start ENTRIES PROVIDED
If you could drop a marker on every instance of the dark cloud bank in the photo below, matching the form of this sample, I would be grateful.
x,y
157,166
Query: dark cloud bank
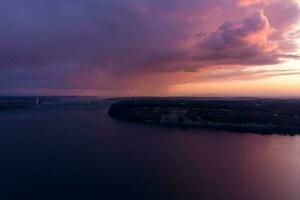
x,y
106,44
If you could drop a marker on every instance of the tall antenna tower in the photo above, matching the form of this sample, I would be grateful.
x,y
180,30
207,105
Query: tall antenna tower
x,y
37,102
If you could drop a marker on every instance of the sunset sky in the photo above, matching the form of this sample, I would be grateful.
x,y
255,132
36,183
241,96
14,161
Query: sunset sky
x,y
150,47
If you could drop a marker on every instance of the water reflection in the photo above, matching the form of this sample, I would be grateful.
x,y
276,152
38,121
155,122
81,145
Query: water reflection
x,y
75,154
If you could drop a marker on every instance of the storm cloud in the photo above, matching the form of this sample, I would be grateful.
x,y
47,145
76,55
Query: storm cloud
x,y
109,45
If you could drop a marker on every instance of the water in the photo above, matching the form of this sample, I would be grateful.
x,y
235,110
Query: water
x,y
84,154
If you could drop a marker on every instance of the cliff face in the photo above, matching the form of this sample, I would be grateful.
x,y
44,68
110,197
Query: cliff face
x,y
243,116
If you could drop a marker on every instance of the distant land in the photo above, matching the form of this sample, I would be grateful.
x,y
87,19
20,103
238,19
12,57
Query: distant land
x,y
252,115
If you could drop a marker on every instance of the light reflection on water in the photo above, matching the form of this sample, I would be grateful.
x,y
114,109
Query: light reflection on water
x,y
80,154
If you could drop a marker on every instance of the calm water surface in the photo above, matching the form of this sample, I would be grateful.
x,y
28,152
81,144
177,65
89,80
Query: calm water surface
x,y
83,154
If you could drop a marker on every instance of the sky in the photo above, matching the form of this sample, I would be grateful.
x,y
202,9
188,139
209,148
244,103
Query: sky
x,y
150,47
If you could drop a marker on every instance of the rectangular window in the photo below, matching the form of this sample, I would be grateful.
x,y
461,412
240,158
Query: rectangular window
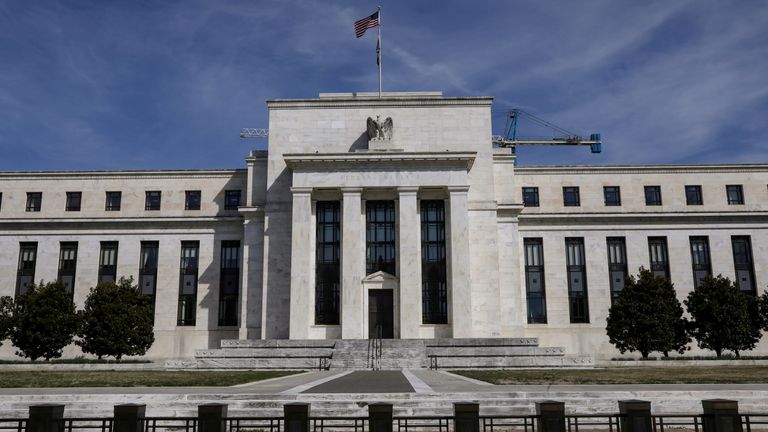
x,y
612,195
702,266
735,194
192,200
434,279
571,196
659,257
188,282
617,264
148,269
328,263
742,261
73,201
68,265
231,199
534,281
152,201
108,262
34,201
113,201
380,237
693,195
652,195
577,280
229,282
530,196
25,274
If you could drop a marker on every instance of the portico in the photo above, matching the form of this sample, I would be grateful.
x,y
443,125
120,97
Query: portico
x,y
380,260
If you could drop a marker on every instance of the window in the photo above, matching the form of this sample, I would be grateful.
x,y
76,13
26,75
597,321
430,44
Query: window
x,y
148,270
571,196
68,265
735,194
73,201
659,257
612,195
530,196
25,274
700,259
188,283
434,280
693,195
380,237
231,199
617,265
192,200
34,201
742,262
113,201
328,262
152,201
577,280
652,195
229,282
108,262
534,281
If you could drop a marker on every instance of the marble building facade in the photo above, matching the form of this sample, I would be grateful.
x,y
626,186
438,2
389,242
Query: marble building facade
x,y
423,231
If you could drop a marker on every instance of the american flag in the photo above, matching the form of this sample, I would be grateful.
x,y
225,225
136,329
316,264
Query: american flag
x,y
364,24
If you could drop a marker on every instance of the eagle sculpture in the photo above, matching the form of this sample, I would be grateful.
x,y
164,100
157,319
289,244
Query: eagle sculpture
x,y
378,130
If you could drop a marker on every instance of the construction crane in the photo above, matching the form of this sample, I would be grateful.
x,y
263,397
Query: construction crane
x,y
254,133
563,137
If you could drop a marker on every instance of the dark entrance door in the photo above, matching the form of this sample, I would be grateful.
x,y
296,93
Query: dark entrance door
x,y
380,313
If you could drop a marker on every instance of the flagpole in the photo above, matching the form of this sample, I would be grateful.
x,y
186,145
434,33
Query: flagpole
x,y
379,53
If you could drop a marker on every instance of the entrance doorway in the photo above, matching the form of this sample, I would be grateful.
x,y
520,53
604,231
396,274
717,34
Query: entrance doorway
x,y
380,313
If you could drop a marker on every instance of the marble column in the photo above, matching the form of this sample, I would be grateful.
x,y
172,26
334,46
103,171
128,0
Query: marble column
x,y
301,264
252,268
458,263
352,265
409,256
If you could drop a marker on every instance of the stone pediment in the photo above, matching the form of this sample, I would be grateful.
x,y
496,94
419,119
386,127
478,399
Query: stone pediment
x,y
380,276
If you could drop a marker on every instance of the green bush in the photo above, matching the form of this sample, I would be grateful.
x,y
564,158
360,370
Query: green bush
x,y
44,321
6,314
647,317
117,321
722,317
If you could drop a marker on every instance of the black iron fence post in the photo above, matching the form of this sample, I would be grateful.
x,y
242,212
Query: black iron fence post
x,y
721,415
466,417
550,416
296,417
212,418
635,416
45,418
128,417
380,417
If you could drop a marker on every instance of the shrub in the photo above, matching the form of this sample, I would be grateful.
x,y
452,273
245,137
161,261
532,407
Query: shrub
x,y
722,317
6,313
117,321
44,321
647,317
end ENTRIES PROVIDED
▶ _WORK TO BE COMPLETED_
Return the records exactly. Don't carry the pictures over.

▶ _REPLY_
If you could drop a marker on every instance of the dark cloud bank in the photo below, matching the form of this sample, I would be grateful.
x,y
157,166
Query: dark cloud bank
x,y
106,44
If you could drop a marker on every instance of the tall antenna tower in the photo above, matching the form of this sample, I would be grateful.
x,y
180,30
207,105
Query: tall antenna tower
x,y
37,102
If you could drop a marker on every instance of the sunset sky in the photo above, matching the form of this sample, I would be grateful.
x,y
255,132
36,183
241,96
14,161
Query: sunset sky
x,y
150,47
If you could drop a marker on every instance of the water reflection in the photo above, matching the form of this sample, I would be grateful.
x,y
276,152
38,121
155,122
81,145
Query: water reflection
x,y
75,154
If you could drop a marker on every instance of the storm cloud in the photo above, matching the form of this sample, I would be grateful.
x,y
47,145
76,55
Query: storm cloud
x,y
109,45
If you could drop a marker on every instance of the water in the photo above, matching the form of this sample, I would be grateful.
x,y
235,110
Query: water
x,y
84,154
If you could drop a marker on every instance of the cliff face in the photo above, matching the form of this sample, I would be grateful.
x,y
44,68
110,197
Query: cliff face
x,y
243,116
If you could drop a marker on every instance of the distant land in the photo above, matching the form of this sample, I would be grateful.
x,y
87,19
20,103
238,19
12,57
Query: distant land
x,y
252,115
If you could drop a marker on every instance of the light reflection on water in the photo above, matching the form of this sample, I would be grateful.
x,y
114,109
Query: light reflection on water
x,y
80,154
If you could drop a marker on every instance of the calm water surface in the photo above, matching the form of this sample, I would be grateful.
x,y
28,152
81,144
177,65
89,80
Query: calm water surface
x,y
83,154
If you could drop a marker on every instance of the sky in the photo above, matching the form of this sample, I would be grateful.
x,y
202,9
188,139
209,148
244,103
Query: sky
x,y
150,47
If you could drop a marker on every instance of the rectangular window in the photo below, matching the form of this sample, I would be grateful.
x,y
461,412
240,158
Query: rectangular window
x,y
612,195
702,266
735,194
192,200
434,279
571,196
659,257
188,282
617,264
148,269
328,263
742,261
73,201
68,265
231,199
534,281
152,201
108,262
34,201
113,201
380,237
693,195
652,195
577,280
229,282
530,196
25,274
If you could drop a marker on every instance of the portico in the photo above, matching the form of this sample, I would be grateful.
x,y
443,125
120,97
Query: portico
x,y
380,260
If you could drop a marker on every instance of the window in the photo above, matching the form of this sample, I would be grateful.
x,y
76,13
26,75
597,321
430,44
Query: window
x,y
148,270
571,196
68,265
735,194
73,201
659,257
612,195
530,196
25,274
700,259
188,283
434,280
693,195
380,237
231,199
617,265
192,200
34,201
742,262
113,201
328,262
152,201
577,280
652,195
229,282
108,262
534,281
If you could drop a marker on every instance of the marble building facade in the photo above, matching the form of this sample, I would be grateful.
x,y
626,186
438,2
389,242
Query: marble building facade
x,y
423,231
If you could drop a marker on every instance of the american flag in the photo above, matching the form of this sample, I would be grateful.
x,y
225,225
136,329
316,264
Query: american flag
x,y
364,24
If you could drop a marker on every instance of the eagle sculpture in the photo above, matching the form of this sample, I would be grateful.
x,y
164,100
157,319
289,244
Query: eagle sculpture
x,y
378,130
If you could drop a marker on every instance of the construction crane in the photo above, matching the form of this sample, I would be grateful.
x,y
263,397
Query: construction crane
x,y
254,133
563,137
If you could drop a marker on every instance of the dark entrance door in the photo above, matching the form of this sample, I would be grateful.
x,y
296,93
Query: dark entrance door
x,y
380,313
If you could drop a marker on every instance of the flagpole in the photo above, matching the form of this sample, I would be grateful.
x,y
186,145
434,33
Query: flagpole
x,y
379,53
If you could drop a marker on every instance of the entrance doorway in the photo above, matching the form of this sample, I would be grateful.
x,y
520,53
604,231
396,274
717,34
Query: entrance doorway
x,y
380,313
If you could drop a marker on every instance of the marble column in the photo above, matching the form of this sample, I would be grateful.
x,y
172,26
334,46
103,171
128,0
Query: marble column
x,y
301,264
252,268
458,263
352,265
409,256
If you could drop a marker on every instance of the stone pediment in the photo above, matching the form of this sample, I would be grateful.
x,y
496,94
419,119
386,127
478,399
Query: stone pediment
x,y
380,276
If you could drop a marker on every instance of the green bush in the photo above, matching the form of this sample, I would be grateful.
x,y
564,158
360,370
Query: green bush
x,y
44,321
6,314
647,317
117,321
722,317
If you could drop a marker on every instance of the black iron fence post in the photo above, matching the form of this sample, I would be grateful.
x,y
242,212
Query: black iron fence post
x,y
721,415
466,417
550,416
296,417
212,418
635,416
45,418
128,417
380,417
If you could drop a marker on every instance of the shrub in the photo above, matching the form of this sample, I would be grateful.
x,y
452,273
245,137
161,261
532,407
Query: shrub
x,y
722,317
6,313
117,321
44,321
647,317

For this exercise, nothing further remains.